--- start DATA EXCERPTS ---
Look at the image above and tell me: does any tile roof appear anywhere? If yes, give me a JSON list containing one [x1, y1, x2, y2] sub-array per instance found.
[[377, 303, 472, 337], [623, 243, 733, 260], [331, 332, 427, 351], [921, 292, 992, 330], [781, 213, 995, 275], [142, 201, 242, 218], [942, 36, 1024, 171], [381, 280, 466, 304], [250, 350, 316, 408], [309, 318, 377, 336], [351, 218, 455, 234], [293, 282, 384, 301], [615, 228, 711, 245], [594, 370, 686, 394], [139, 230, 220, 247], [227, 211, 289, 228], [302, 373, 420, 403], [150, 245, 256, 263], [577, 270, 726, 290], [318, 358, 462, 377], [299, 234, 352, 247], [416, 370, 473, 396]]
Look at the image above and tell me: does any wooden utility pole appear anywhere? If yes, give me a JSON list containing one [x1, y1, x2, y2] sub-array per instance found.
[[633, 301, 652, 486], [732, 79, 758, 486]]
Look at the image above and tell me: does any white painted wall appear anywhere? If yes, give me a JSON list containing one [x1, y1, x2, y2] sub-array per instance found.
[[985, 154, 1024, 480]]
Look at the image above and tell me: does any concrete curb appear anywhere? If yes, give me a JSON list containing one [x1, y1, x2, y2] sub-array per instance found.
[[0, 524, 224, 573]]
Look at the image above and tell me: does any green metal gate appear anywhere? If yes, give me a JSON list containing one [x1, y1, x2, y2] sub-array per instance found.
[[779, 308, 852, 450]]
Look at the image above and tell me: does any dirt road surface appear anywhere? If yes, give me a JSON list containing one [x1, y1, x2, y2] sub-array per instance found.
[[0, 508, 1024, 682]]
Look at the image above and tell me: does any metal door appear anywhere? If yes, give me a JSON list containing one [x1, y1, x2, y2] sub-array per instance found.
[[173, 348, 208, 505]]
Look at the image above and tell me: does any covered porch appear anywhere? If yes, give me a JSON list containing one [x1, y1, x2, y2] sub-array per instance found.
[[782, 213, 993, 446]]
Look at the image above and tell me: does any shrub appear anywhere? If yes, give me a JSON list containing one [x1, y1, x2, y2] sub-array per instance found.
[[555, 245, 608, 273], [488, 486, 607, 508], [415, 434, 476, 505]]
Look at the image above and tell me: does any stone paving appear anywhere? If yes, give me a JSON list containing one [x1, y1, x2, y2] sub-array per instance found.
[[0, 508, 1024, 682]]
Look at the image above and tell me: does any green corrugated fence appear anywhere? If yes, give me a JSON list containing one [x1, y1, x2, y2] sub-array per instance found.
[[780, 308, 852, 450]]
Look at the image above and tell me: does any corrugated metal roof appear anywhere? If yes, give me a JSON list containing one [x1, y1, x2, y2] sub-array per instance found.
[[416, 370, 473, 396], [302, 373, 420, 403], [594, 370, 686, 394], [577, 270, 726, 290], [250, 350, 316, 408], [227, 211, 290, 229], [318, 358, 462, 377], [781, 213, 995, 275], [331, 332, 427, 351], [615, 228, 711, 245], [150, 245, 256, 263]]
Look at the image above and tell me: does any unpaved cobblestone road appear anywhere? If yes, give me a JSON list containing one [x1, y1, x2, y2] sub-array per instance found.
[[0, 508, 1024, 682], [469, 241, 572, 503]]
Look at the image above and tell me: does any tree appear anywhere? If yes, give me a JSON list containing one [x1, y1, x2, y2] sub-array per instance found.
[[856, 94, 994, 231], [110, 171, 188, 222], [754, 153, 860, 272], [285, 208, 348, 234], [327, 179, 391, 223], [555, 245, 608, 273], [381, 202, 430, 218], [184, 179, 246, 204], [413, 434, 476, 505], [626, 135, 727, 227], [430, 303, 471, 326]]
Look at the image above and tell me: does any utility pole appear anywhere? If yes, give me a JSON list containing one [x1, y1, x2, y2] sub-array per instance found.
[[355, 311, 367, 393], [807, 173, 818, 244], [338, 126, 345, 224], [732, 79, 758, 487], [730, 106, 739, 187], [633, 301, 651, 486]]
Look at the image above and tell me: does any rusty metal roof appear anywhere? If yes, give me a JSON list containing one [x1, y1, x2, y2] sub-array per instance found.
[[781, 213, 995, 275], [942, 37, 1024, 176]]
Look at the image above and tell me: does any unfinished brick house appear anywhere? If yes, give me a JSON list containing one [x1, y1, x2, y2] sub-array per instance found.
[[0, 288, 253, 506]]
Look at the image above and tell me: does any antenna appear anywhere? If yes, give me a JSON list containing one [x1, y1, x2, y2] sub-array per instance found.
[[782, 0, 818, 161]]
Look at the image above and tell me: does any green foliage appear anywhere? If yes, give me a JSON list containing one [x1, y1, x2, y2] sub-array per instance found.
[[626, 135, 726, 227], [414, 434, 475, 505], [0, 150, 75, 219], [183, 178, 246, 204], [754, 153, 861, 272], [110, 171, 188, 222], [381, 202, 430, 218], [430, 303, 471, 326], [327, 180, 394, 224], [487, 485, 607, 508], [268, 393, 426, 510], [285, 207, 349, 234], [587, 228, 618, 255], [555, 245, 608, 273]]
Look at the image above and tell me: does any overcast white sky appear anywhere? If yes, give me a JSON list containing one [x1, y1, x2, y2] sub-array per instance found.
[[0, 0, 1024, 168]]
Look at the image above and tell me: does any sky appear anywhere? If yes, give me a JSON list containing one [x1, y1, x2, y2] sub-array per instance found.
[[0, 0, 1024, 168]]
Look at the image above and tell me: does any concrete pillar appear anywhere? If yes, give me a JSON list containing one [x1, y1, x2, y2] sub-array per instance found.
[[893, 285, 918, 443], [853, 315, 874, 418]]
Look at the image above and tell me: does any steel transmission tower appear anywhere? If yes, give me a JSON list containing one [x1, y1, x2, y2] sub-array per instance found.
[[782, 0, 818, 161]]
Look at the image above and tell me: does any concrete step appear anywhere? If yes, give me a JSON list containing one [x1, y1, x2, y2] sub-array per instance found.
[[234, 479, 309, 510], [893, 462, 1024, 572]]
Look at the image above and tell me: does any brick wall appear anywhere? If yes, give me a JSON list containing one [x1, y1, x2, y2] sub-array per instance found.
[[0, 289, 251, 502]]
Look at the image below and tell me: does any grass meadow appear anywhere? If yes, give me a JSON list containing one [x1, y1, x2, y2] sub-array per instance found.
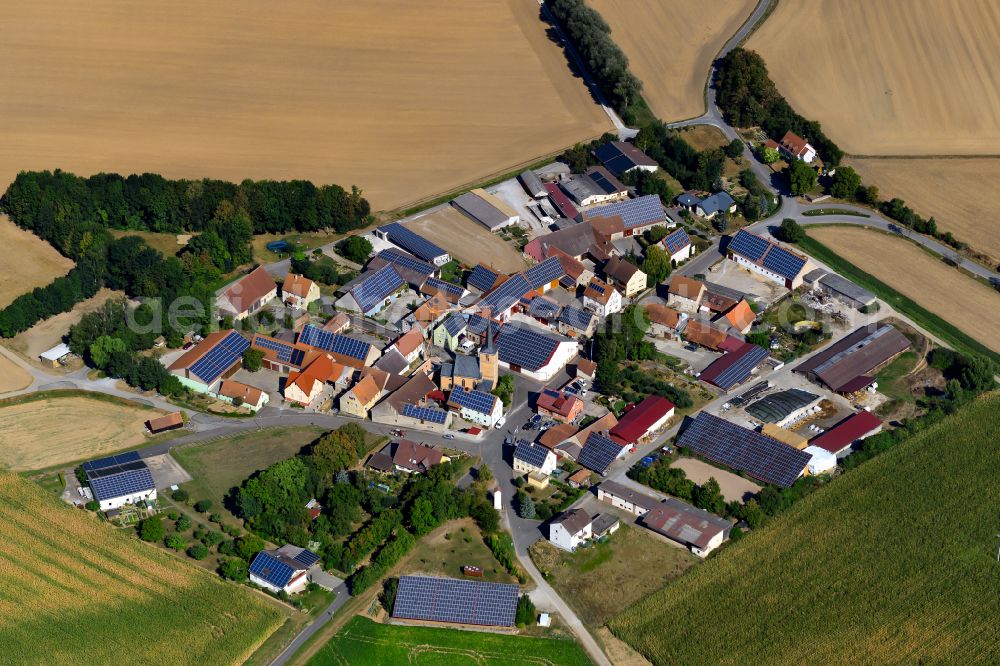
[[610, 393, 1000, 664], [0, 473, 285, 664]]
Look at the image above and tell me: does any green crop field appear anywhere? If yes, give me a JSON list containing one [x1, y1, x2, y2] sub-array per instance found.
[[309, 617, 591, 666], [610, 393, 1000, 664], [0, 473, 286, 664]]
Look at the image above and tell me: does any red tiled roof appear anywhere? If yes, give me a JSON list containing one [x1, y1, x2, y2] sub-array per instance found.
[[809, 410, 882, 453], [609, 395, 674, 446]]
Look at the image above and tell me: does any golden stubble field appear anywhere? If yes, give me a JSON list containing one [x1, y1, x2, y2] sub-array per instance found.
[[847, 157, 1000, 261], [0, 217, 73, 308], [0, 0, 611, 209], [748, 0, 1000, 153], [809, 226, 1000, 351], [588, 0, 757, 120], [0, 396, 162, 472], [0, 472, 284, 664]]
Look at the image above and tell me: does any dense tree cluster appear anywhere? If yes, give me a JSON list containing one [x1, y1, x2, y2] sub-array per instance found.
[[546, 0, 642, 113], [715, 48, 844, 166]]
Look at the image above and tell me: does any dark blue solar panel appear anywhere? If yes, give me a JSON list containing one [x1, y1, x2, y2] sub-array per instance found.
[[583, 194, 667, 229], [190, 331, 250, 384], [764, 245, 806, 280], [497, 324, 560, 371], [351, 264, 406, 314], [378, 250, 437, 275], [677, 412, 811, 488], [299, 324, 371, 361], [448, 386, 498, 414], [250, 551, 295, 587], [663, 228, 691, 254], [577, 432, 622, 476], [728, 229, 770, 261], [524, 257, 566, 289], [403, 402, 448, 423], [392, 576, 520, 627], [466, 264, 500, 291], [379, 222, 448, 261]]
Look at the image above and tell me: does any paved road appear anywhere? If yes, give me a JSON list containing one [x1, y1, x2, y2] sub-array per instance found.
[[271, 583, 351, 666]]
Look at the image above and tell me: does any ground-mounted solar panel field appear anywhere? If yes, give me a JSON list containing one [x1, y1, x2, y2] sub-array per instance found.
[[610, 393, 1000, 664], [0, 473, 284, 664], [308, 617, 591, 666]]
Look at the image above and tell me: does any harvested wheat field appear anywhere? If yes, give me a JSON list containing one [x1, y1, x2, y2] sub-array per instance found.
[[406, 206, 527, 273], [0, 0, 610, 209], [0, 394, 162, 471], [848, 157, 1000, 261], [0, 473, 284, 664], [809, 226, 1000, 351], [588, 0, 757, 120], [0, 215, 73, 308], [0, 354, 31, 393], [748, 0, 1000, 155]]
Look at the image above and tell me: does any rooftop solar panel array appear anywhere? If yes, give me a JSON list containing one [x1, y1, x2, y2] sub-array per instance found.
[[403, 402, 448, 424], [479, 273, 532, 316], [728, 229, 770, 261], [392, 576, 520, 627], [677, 412, 811, 488], [351, 264, 406, 313], [299, 324, 371, 361], [497, 324, 560, 371], [584, 194, 667, 229], [514, 439, 549, 467], [663, 227, 691, 254], [424, 278, 465, 300], [524, 257, 566, 289], [378, 250, 437, 275], [576, 432, 622, 476], [190, 331, 250, 384], [379, 222, 448, 261], [250, 551, 295, 587], [466, 264, 500, 291], [448, 386, 498, 414]]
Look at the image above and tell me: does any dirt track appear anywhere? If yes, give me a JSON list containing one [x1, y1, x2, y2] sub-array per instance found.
[[0, 0, 610, 209]]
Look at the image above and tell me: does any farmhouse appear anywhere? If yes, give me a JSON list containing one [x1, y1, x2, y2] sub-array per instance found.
[[608, 395, 674, 447], [549, 509, 593, 551], [646, 303, 687, 338], [375, 222, 451, 266], [146, 412, 184, 435], [583, 278, 622, 317], [250, 546, 319, 594], [535, 388, 583, 423], [216, 266, 278, 321], [694, 192, 736, 220], [513, 439, 556, 476], [604, 257, 648, 298], [805, 268, 875, 310], [167, 331, 250, 393], [597, 481, 660, 516], [795, 322, 910, 394], [726, 229, 813, 289], [809, 410, 882, 456], [594, 141, 660, 178], [700, 340, 767, 391], [218, 379, 269, 412], [451, 188, 521, 231], [82, 451, 156, 511], [281, 273, 319, 310], [667, 275, 705, 314], [640, 497, 733, 557], [448, 386, 503, 428], [660, 227, 694, 265], [769, 130, 816, 164]]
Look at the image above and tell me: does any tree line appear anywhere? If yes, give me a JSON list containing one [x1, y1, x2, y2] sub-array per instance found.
[[546, 0, 642, 113]]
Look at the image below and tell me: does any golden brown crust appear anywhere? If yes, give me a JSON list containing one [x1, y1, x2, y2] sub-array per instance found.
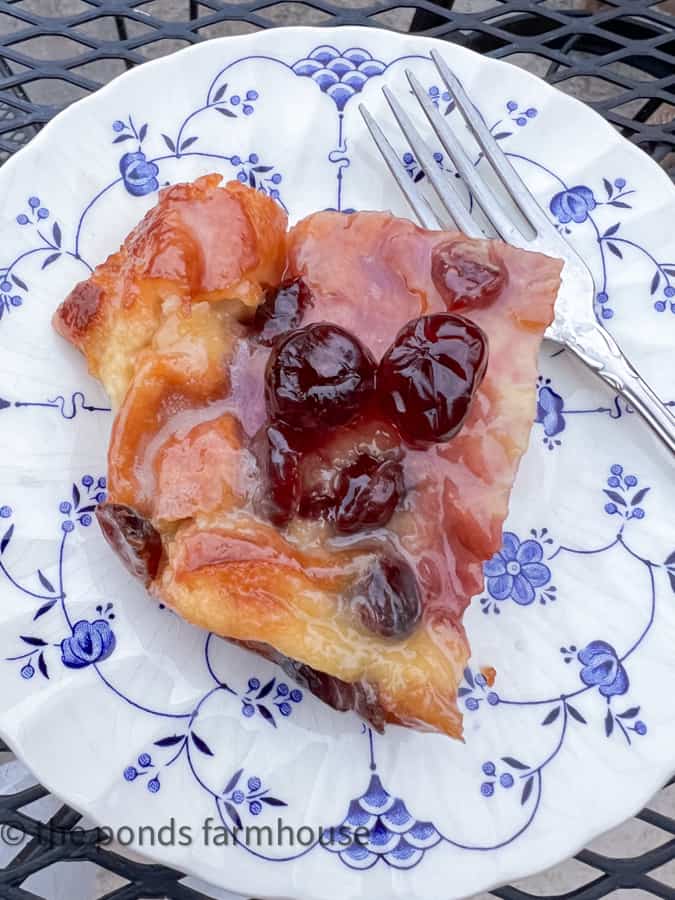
[[55, 185, 560, 737], [54, 175, 286, 407]]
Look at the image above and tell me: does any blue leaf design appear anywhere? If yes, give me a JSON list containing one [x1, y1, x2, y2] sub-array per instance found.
[[256, 678, 276, 700], [257, 703, 277, 728], [541, 706, 560, 725], [0, 525, 14, 556], [605, 709, 614, 737], [649, 269, 661, 295], [40, 253, 61, 269], [38, 569, 56, 594], [191, 731, 213, 756], [260, 797, 288, 806], [630, 488, 650, 506], [567, 703, 588, 725], [223, 800, 242, 828], [520, 775, 534, 806], [223, 769, 244, 794], [155, 734, 185, 747], [19, 634, 47, 647], [502, 756, 530, 772], [33, 600, 56, 622]]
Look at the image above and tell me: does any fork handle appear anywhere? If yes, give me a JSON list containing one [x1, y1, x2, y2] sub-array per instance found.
[[565, 325, 675, 455]]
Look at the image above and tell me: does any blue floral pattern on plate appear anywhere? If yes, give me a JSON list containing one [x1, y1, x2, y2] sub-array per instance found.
[[0, 32, 675, 900]]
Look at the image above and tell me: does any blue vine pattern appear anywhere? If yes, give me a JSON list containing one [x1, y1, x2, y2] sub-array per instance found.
[[0, 46, 675, 870], [0, 391, 111, 420], [534, 375, 675, 450]]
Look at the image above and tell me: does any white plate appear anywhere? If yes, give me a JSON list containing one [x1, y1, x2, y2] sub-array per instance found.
[[0, 28, 675, 900]]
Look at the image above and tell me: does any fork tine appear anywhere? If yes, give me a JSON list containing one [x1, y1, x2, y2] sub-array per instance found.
[[382, 87, 485, 237], [431, 50, 551, 233], [405, 69, 525, 246], [359, 103, 439, 231]]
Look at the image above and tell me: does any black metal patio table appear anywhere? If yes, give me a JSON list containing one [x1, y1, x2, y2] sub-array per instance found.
[[0, 0, 675, 900]]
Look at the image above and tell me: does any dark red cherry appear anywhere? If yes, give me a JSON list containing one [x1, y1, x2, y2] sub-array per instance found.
[[96, 503, 162, 585], [377, 313, 488, 446], [265, 322, 375, 429], [349, 551, 422, 640], [254, 424, 300, 527], [253, 278, 312, 347], [334, 454, 403, 534], [431, 241, 506, 312]]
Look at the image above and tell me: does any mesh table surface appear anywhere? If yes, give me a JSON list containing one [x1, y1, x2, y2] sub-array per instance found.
[[0, 0, 675, 900]]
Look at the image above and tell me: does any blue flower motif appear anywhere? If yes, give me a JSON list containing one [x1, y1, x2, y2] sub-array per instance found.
[[577, 641, 629, 697], [61, 619, 115, 669], [534, 385, 565, 438], [120, 150, 159, 197], [292, 45, 387, 112], [483, 531, 551, 606], [549, 184, 596, 225], [321, 775, 442, 869]]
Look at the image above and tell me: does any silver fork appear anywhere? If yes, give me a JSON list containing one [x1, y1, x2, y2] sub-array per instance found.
[[359, 50, 675, 454]]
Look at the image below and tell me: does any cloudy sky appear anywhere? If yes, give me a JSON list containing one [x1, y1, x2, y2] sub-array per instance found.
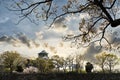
[[0, 1, 120, 58]]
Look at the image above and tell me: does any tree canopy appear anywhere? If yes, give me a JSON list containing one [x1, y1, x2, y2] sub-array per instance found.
[[5, 0, 120, 48]]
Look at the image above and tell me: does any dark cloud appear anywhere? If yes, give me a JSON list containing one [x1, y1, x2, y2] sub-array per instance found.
[[54, 17, 67, 32], [17, 33, 31, 47], [84, 43, 102, 60], [0, 33, 39, 48]]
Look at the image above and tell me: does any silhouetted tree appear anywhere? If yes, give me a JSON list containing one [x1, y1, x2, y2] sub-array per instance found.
[[5, 0, 120, 48], [0, 51, 21, 73], [85, 62, 93, 73], [16, 66, 23, 72]]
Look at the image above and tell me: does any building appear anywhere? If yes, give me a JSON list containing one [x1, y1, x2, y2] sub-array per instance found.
[[38, 50, 49, 59]]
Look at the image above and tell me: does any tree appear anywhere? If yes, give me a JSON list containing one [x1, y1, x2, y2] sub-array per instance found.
[[85, 62, 93, 73], [95, 52, 107, 72], [0, 51, 20, 73], [8, 0, 120, 48], [96, 52, 119, 73], [75, 54, 85, 72], [51, 55, 63, 72], [105, 53, 119, 73], [66, 55, 74, 71]]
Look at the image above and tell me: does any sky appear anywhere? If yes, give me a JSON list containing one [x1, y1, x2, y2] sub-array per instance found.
[[0, 2, 120, 61]]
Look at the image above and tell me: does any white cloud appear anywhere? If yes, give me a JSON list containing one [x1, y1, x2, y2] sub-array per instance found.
--- end DATA EXCERPTS ---
▸ EXERCISE DETAILS: Rewrite the part that opens with the line containing "any concrete step" and closes with the line containing "[[610, 393, 1000, 664], [0, 473, 285, 664]]", replacing "JSON list" with "JSON array" and leaving everything else unchanged. Leave the pictures out of your answer.

▸ EXERCISE ANSWER:
Look at the image above and tell me: does any concrete step appear anywhere? If yes, give me a JSON array containing one [x1, y1, x2, y2] sub-array per instance found.
[[234, 479, 309, 510], [893, 462, 1024, 572]]
Look at the image above and tell me: does any brick wall appear anywhere? If yes, give me a JSON array containing one [x1, y1, x2, y2] sub-array per instance found.
[[0, 289, 251, 502]]
Look at the image below and tell me: does any grass meadow appear anywhere? If yes, give me a JSON array containing one [x1, y1, x2, y2] sub-array per instance found.
[[610, 393, 1000, 664], [0, 473, 285, 664]]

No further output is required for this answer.